» The request
Retype every one of the lines below word for word, keeping their order.

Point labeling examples

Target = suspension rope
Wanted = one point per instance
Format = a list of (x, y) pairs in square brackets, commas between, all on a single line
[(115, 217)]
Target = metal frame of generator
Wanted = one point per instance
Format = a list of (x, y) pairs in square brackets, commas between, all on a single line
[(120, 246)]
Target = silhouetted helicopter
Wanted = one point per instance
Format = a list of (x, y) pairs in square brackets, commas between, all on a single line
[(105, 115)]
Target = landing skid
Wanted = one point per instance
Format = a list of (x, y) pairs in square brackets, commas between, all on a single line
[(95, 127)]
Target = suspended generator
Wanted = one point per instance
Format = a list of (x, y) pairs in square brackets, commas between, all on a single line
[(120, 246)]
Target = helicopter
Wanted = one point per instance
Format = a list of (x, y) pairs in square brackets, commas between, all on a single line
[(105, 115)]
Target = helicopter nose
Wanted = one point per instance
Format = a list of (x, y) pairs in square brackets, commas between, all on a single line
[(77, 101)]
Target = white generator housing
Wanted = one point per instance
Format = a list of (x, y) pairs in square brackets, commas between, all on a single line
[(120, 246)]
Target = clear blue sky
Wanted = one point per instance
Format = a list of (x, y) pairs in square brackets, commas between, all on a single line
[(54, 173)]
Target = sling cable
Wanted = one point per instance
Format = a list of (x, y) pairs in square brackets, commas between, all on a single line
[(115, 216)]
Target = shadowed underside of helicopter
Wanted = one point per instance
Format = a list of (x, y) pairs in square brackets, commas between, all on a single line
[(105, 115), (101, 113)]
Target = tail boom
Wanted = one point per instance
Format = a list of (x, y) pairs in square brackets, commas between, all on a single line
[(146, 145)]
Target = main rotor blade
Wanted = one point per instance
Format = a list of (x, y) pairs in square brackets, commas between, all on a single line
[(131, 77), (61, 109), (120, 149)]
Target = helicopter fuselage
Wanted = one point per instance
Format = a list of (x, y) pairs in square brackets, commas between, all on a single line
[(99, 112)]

» Worked solution
Target = suspension rope
Wanted = one point per instance
Format = a list of (x, y) pairs in square brackets, commas between, all on a single line
[(115, 217)]
Target = metal frame of generator
Wanted = one point per instance
Format = a list of (x, y) pairs in square brackets, commas between, all on a single line
[(120, 246)]
Target = silhouetted helicopter
Wanted = one point per instance
Format = a list of (x, y) pairs in square brackets, commas between, all on a single line
[(105, 115)]
Target = landing skid
Wanted = one point per instance
Format = a list of (x, y) pairs in square brackets, commas between, all on a single line
[(95, 127)]
Target = suspended generator
Wanted = one point per instance
Format = a list of (x, y) pairs in square brackets, commas between, all on a single line
[(120, 246)]
Target = helicopter
Wanted = one point per instance
Format = a list of (x, y) pairs in square brackets, commas between, all on a single line
[(105, 115)]
Target = helicopter nose
Wanted = one point per instance
Format = a list of (x, y) pairs in square brackets, commas between, all on a single line
[(77, 101)]
Target = white generator housing
Wanted = one point per instance
Format = a list of (x, y) pairs in square brackets, commas between, all on a single line
[(120, 246)]
Target = clear blue sky
Wanted = one point per instance
Format = a list of (x, y) pairs in square brackets, commas between, all on a single line
[(54, 173)]
Target = sling cable
Wanted = one point per instance
Format = a list of (x, y) pairs in square brackets, commas between, all on a single line
[(115, 216)]
Target = shadowed underside of helicopter
Wanted = one point per instance
Format = a list of (x, y) pairs in square brackets, commas between, all on a single line
[(105, 115), (101, 113)]
Target = tail boom
Wanted = one point per instance
Format = a list of (x, y) pairs in square brackets, commas between, all on a single line
[(146, 145)]
Target = main rotor blade
Wanted = one point per instance
Format = a list of (x, y) pairs in square brackets, commas between, all on a single line
[(131, 77), (61, 109), (120, 149)]
Target = helicopter fuselage
Wanted = one point per instance
Format = a list of (x, y) pairs in square brackets, commas between, all on a single line
[(99, 112)]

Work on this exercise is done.